Compile every line of the records below that contains the word "instance", treating uppercase and lowercase letters as distinct.

▶ _RECORDS SHOWN_:
::::::
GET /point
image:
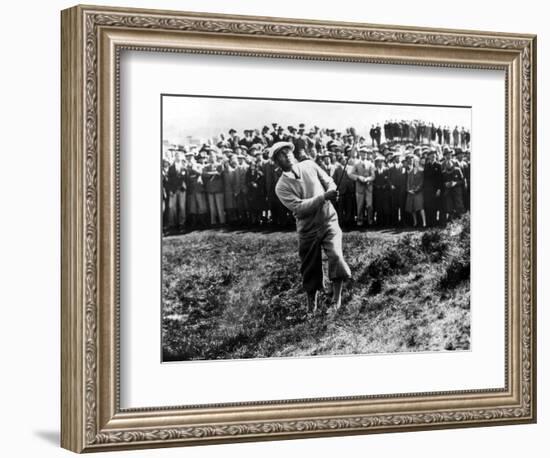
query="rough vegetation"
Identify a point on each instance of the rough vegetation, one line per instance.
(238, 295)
::::::
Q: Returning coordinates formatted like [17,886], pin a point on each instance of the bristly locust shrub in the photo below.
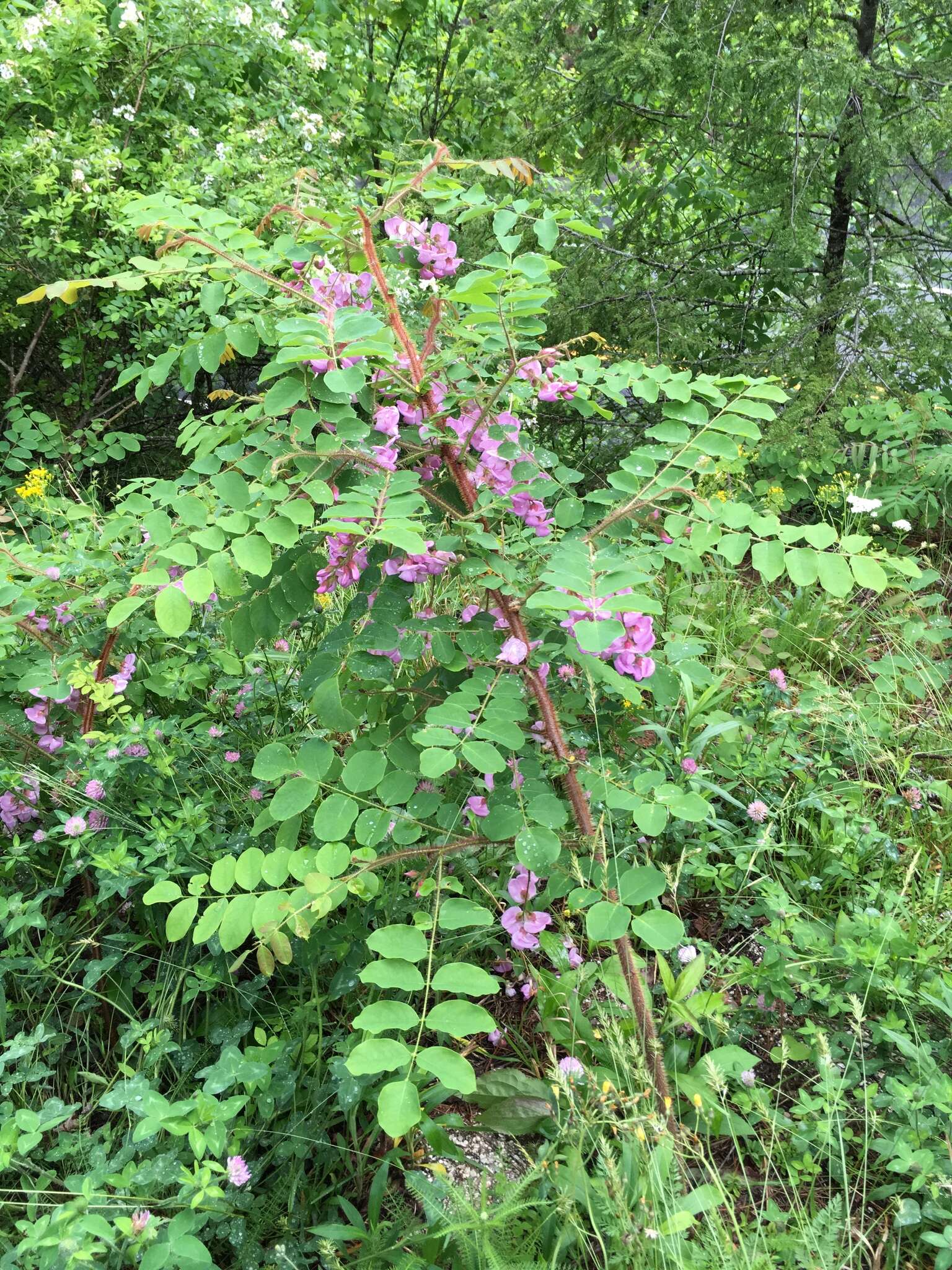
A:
::::::
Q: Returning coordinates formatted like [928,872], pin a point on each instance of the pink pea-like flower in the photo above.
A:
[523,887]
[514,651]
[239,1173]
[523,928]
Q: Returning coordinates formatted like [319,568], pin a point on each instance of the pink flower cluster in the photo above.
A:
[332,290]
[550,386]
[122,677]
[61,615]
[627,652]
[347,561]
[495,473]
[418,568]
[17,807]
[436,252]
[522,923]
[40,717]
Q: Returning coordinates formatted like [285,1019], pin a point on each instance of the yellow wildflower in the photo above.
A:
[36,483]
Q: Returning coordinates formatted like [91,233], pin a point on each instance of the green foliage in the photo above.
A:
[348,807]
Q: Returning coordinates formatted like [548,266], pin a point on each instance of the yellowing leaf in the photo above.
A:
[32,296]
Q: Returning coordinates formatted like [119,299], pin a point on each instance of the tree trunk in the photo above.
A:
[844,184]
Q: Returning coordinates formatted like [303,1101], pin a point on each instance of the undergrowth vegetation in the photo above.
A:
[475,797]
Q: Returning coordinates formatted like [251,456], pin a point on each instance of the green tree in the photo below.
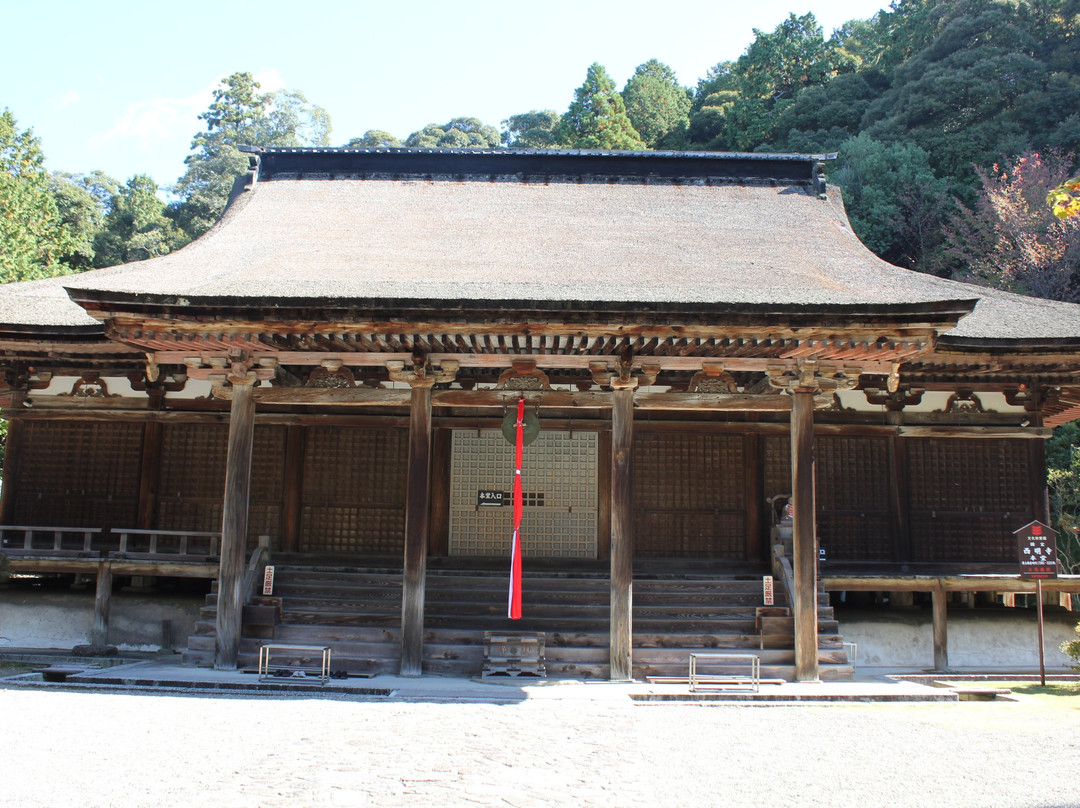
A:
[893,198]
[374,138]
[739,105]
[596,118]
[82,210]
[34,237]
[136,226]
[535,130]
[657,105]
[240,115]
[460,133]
::::::
▶ _REPLY TO THE TASK_:
Identify a point on each instance of the rough vegetation, one line per instance.
Q: Returning coordinates formatted like [17,886], pin a point on each instance of the bristly locust shrub in the photo below.
Q: Returning coordinates formatted like [928,872], pin a point on each instance of the pink pea-like flower in the photo above.
Q: Returning coordinates formatted like [319,568], pin a point on each instance of the pink flower cluster in the photo above.
Q: Returning coordinates formatted like [285,1019], pin a point on each instance of the yellow wildflower in the photo above.
Q: Returning coordinates formatted like [91,233], pin a point on each instance of the green foliage in the photo above.
Q: Returning coordinates formatted like [548,266], pin a point on each instance of the yellowing leaf in the photo above.
Q: Returning coordinates formatted like [119,299], pin a point on each instance of the tree trunk in the photo above.
Q: Returning coordinates formatted like [303,1101], pin a point on each instance of the undergrowth vegetation in the photo above.
Q: Returning coordinates formatted like [251,456], pin a point on each instance of the green tree in the photo below.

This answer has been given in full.